PASSAGE FOR REVIEW:
==================================================

A little over a year ago, my daughter got very sick with the stomach flu and had to be hospitalized. She could not stop throwing up and developed a condition called Acidosis. On the verge of unconsciousness, she continued vomiting through a sick child visit to the doctor and then the waiting room outside the ER. Her symptoms were such that the ER doctor began talking about the possibility of "metabolic disorders." Of course we googled it immediately, which was appropriately shocking.
Turns out, a basic dehydration IV and bicarbonate infusion was all it took to bring our nearly two year old back from the brink. I'll never forget the feeling of watching her, tubes and wires and drip-line, slowly return to her normal, overly active and gloriously spontaneous self. I could have done without spending the night throwing up myself from the same flu but the point is what? Medical care, her pediatrician and Children's Hospital, probably saved her life.
Only a few months later, my son Micah was born at Clovis Community, healthy and thriving, thanks to the medicine that my wife received to help her kickstart her labor. Shortly after, I had another traumatic Dad moment when I had to drive behind an ambulance with my wife and daughter inside after Amelia tipped over backwards, strapped tightly to her high chair and smashed her head and back on the tile. A CAT scan confirmed that she was OK.
I don't know what side you come down on this contentious Health Care debate. In fact, I'm not sure what side I'm on to be honest. But I will say this. I am offended by what some people express when they say they will make it their personal mission to defeat health care reform. Citing statistics about 85 percent being happy with their health insurance, they are leaving out millions of uninsured people from their population sample. I also find it troubling that certain pundits make it sound like having health insurance is somehow a privilege that one earns for being hard working and industrious as opposed to lazy and dependent on the government. I'm sure you and I both know plenty of lazy people with great insurance and plenty of people working 90 hours a week with three jobs who can't go to the doctor.
We would have likely kept Amelia home longer if we didn't have a pediatrician. If we didn't have a good doctor that had recommended we go to the hospital and called ahead, we might have waited outside among the many sick until she passed out.
Sitting here in the Grind typing this, I am actually struck by how many other hospital stories I could tell. By the grace of God, they are all minor compared with what many have experienced. I am blessed and thankful for the country I live in and the health insurance we have. And although I've paid tens of thousands of dollars to the health care system in the form of deductibles, copays and diagnostic test fees, I don't think reform is about me at all. I think it's about other people. Other people who have real Hospital Music stories as well. Please don't say that you or I deserve health care, we don't. Children around the world die every day from diarrhea, the flu and common colds. We GET to have health care in this country and it should be with a spirit of humility that we try to sort out this mess and find some solutions that will save lives.

==================================================

INFORMATION SUPPLIED:
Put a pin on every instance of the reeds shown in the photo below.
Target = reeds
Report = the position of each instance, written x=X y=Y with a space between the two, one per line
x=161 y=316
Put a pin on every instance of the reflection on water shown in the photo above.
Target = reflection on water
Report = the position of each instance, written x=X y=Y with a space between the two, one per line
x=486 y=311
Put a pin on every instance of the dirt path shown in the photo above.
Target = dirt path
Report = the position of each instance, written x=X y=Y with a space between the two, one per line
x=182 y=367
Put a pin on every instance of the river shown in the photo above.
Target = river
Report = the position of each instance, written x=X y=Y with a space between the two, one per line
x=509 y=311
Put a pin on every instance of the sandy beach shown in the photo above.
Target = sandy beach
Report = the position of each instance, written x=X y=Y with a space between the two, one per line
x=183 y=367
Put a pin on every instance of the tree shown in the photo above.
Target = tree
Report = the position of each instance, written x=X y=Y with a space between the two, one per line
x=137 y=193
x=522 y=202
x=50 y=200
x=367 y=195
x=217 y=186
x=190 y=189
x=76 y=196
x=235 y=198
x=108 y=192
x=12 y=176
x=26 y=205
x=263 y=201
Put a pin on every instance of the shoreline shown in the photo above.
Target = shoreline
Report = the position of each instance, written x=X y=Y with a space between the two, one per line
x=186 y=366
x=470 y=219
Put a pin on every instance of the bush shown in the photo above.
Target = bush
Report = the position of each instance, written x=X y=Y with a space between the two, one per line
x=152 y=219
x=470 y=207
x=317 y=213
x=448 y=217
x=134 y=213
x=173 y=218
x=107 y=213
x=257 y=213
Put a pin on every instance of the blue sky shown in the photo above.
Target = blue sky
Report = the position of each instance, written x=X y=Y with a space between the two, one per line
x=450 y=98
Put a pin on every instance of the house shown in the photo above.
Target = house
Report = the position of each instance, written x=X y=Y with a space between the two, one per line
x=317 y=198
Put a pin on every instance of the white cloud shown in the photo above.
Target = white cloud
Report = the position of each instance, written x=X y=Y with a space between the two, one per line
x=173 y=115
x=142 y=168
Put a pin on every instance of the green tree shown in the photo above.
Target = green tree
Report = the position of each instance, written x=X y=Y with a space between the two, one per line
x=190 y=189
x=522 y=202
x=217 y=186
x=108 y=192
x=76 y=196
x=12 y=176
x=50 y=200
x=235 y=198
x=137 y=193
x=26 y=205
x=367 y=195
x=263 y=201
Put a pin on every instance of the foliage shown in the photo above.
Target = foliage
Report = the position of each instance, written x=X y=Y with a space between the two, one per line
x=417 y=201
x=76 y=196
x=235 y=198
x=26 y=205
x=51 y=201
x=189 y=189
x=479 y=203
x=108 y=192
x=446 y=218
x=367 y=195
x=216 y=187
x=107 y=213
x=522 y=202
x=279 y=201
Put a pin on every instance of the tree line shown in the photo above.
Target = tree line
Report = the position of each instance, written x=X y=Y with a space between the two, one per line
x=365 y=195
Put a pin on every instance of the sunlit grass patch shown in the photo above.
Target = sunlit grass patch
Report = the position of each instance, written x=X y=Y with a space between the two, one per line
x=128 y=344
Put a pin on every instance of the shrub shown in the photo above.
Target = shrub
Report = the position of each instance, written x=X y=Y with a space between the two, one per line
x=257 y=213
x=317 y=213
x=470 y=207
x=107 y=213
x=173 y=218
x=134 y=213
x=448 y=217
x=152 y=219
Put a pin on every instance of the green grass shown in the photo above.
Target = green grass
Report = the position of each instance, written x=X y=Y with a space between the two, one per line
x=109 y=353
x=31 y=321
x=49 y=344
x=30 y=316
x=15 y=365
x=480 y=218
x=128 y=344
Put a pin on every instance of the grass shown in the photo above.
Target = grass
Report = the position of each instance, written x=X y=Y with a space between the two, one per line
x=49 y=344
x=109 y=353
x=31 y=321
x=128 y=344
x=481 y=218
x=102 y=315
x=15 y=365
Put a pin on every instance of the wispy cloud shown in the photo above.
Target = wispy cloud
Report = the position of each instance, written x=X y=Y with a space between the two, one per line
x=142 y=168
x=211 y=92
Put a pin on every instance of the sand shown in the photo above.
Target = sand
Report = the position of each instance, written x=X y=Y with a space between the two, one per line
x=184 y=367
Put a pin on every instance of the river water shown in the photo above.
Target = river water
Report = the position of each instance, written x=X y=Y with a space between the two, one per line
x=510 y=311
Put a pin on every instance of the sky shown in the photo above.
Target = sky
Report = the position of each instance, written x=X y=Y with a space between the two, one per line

==================================================

WORK INSTRUCTION 1:
According to the health care essay, what treatment brought the nearly two-year-old daughter back from the brink?
WORK INSTRUCTION 2:
List every form of payment to the health care system that the health care essay names.

WRITTEN SOLUTION 1:
A basic dehydration IV and a bicarbonate infusion.

WRITTEN SOLUTION 2:
Deductibles, copays, diagnostic test fees